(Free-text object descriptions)
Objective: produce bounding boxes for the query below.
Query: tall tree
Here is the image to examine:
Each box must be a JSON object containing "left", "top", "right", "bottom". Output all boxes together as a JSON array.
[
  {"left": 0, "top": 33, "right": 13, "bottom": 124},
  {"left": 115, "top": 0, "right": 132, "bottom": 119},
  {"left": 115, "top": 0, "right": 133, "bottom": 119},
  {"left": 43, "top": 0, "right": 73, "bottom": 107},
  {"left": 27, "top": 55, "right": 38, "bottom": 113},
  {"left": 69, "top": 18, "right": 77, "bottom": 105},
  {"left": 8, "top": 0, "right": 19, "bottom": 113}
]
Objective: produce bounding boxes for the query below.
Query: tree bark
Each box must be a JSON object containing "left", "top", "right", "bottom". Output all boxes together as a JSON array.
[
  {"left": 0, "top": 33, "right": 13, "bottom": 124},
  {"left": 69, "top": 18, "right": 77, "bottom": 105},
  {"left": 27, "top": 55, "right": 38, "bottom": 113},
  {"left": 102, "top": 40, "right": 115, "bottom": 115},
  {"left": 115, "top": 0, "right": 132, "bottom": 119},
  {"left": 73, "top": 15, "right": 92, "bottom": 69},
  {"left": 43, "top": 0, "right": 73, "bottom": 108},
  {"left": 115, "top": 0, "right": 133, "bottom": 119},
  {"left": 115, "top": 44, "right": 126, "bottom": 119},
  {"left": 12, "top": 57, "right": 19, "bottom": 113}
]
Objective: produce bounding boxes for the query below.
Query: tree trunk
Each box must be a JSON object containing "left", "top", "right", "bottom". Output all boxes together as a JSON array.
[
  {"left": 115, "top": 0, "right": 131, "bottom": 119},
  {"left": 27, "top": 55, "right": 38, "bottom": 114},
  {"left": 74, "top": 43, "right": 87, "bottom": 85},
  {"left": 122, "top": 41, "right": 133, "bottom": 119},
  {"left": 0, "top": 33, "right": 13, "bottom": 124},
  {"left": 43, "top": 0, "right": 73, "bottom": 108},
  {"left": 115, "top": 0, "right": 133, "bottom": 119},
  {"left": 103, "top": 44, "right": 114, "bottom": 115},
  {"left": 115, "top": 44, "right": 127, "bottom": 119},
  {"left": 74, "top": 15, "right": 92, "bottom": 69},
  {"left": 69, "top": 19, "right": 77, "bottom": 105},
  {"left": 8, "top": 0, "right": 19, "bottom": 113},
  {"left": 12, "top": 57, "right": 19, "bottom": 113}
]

WHAT THE TASK ASKS: Return only the lines between the one holding "Query: tree bark" and the one holding "Query: tree trunk", inclusive, exactly as they appear above.

YOUR SOLUTION:
Query: tree bark
Each box must be a JSON object containing "left", "top", "right", "bottom". Output all boxes together as a JSON array.
[
  {"left": 0, "top": 33, "right": 13, "bottom": 124},
  {"left": 69, "top": 18, "right": 77, "bottom": 105},
  {"left": 27, "top": 55, "right": 38, "bottom": 113},
  {"left": 102, "top": 40, "right": 115, "bottom": 115},
  {"left": 115, "top": 0, "right": 132, "bottom": 119},
  {"left": 73, "top": 15, "right": 92, "bottom": 69},
  {"left": 43, "top": 0, "right": 73, "bottom": 108},
  {"left": 115, "top": 0, "right": 133, "bottom": 119},
  {"left": 115, "top": 44, "right": 126, "bottom": 119},
  {"left": 12, "top": 57, "right": 19, "bottom": 113}
]
Objective: produce bounding boxes for the query below.
Query: tree trunk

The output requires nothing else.